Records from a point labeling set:
▶

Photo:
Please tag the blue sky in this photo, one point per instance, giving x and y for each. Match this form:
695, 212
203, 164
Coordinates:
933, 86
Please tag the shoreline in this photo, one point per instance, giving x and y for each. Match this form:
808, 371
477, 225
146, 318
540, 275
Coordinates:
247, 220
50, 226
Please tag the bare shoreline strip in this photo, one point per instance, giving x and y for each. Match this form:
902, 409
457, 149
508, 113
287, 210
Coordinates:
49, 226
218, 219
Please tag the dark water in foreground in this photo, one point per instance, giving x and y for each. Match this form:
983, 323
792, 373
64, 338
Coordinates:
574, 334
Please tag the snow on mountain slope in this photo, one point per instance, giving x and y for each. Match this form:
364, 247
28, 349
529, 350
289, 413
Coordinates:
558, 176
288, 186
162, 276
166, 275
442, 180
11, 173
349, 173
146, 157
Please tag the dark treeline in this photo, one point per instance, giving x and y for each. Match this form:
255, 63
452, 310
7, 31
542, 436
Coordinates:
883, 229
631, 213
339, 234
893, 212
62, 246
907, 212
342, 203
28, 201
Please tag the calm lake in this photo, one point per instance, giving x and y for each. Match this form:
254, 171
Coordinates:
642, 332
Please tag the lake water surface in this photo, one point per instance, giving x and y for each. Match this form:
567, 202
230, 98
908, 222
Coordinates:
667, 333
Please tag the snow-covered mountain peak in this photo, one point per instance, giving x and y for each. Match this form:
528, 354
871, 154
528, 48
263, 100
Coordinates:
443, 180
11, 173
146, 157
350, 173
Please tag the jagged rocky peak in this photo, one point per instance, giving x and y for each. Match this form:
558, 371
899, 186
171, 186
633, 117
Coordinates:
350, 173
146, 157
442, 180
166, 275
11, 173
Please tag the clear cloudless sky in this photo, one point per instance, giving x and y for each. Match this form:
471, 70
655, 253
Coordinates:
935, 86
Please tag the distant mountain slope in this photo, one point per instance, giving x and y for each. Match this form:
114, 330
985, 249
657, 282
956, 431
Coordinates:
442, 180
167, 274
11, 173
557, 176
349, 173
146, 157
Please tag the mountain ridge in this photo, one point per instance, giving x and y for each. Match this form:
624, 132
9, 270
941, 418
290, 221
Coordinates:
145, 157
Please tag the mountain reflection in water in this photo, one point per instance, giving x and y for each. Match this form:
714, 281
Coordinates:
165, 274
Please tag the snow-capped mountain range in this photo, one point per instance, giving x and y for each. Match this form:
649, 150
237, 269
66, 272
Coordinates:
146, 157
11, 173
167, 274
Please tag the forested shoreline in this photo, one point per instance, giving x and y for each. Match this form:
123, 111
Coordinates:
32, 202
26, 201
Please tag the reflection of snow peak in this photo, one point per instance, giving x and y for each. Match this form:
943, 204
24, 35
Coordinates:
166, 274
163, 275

◀

- _WHAT YOU HAVE TO DO_:
Reproduce all the records precisely.

- _RESPONSE TO THIS EXERCISE_:
Photo:
Please tag the blue sky in this photo, one point per instance, giving x and y for each. Match this form:
695, 212
203, 164
Coordinates:
933, 86
Please tag the shoreline in this photo, one point per instance, giving x and y for each. Match this form:
808, 371
477, 225
146, 318
540, 275
Coordinates:
247, 220
50, 226
Please tag the bare shoreline strip in this photo, one point per instance, giving x and y for each. Match this form:
902, 409
457, 149
508, 113
287, 210
Coordinates:
49, 226
218, 219
Please tag the dark water in foreground in this photo, one point per instance, giving x and y for each. Match this form:
983, 323
792, 373
64, 338
Coordinates:
574, 334
Please tag the snow on mountain slope in this photo, one point per instance, giving x and y for each. Match this form:
364, 247
28, 349
529, 350
289, 413
Coordinates:
558, 176
288, 186
162, 276
166, 275
442, 180
11, 173
349, 173
146, 157
Please tag the dark treeline in this photo, one point per instance, giving x and y for each. Match this form:
255, 63
452, 310
7, 31
542, 436
Coordinates:
883, 229
631, 213
339, 234
893, 212
62, 246
907, 212
342, 203
28, 201
Please tag the calm lake in this photo, one point per instance, giving x and y for each. Match this form:
254, 171
Coordinates:
642, 332
Please tag the lake water surface in this photo, one point per instance, giving x and y for each. Match this form:
567, 202
230, 98
908, 222
Coordinates:
667, 333
Please tag the snow-covered mountain peak in this photo, one point per instance, giving x and y for each. Match this form:
528, 354
871, 154
528, 48
263, 100
Coordinates:
443, 180
11, 173
146, 157
350, 173
Please tag the jagged rocky peak in this photo, one point per instance, giving x and y for each. Match this form:
558, 371
899, 186
171, 186
633, 117
Coordinates:
350, 173
146, 157
442, 180
166, 275
11, 173
Please tag the clear cloudless sky in this photo, one point per instance, giving x and y for each. Match this form:
471, 70
655, 253
Coordinates:
935, 86
Please tag the distant mountain slope in this photo, one point per instance, giving x and y for each. Match this form:
114, 330
985, 249
657, 282
956, 431
Coordinates:
442, 180
167, 274
11, 173
557, 176
349, 173
146, 157
Please tag the mountain ridge in this photo, one point per instance, giving x and y for each. Match this form:
624, 132
9, 270
941, 418
290, 221
Coordinates:
145, 157
Please tag the mountain reflection in water in this photo, one point per instance, giving x and y for each. Match this form:
714, 281
Coordinates:
165, 274
Please tag the snow-capped mountain range in this photo, one point per instance, giving x and y for each. Match this form:
649, 150
237, 269
66, 272
Coordinates:
146, 157
11, 173
167, 274
Please tag the forested shoreline in this photo, one point per instance, giving x and y for each. Match this form:
123, 111
Coordinates:
32, 202
26, 201
Please tag the reflection of snow peak in this photo, one point per instance, giving x and y for each. Match this form:
943, 204
24, 35
Coordinates:
166, 274
163, 275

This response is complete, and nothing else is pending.